**Aufgabenstellung**. Schreibe die Zeilen der Einträge unten als nummerierte Liste um, und zwar von der Zeile mit „of the green“ bis einschließlich der Zeile mit „Target: green bush“. Lass dabei Leerzeilen weg.

**Gezeigte Einträge**.
========

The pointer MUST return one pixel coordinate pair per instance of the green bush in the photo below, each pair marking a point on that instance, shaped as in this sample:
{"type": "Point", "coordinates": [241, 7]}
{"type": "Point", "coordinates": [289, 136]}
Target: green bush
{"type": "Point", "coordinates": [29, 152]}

========

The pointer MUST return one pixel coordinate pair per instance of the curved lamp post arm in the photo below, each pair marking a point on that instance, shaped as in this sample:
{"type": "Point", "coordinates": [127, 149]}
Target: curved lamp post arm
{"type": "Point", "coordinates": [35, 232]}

========

**Lösung**.
1. The pointer MUST return one pixel coordinate pair per instance of the green bush in the photo below, each pair marking a point on that instance, shaped as in this sample:
2. {"type": "Point", "coordinates": [241, 7]}
3. {"type": "Point", "coordinates": [289, 136]}
4. Target: green bush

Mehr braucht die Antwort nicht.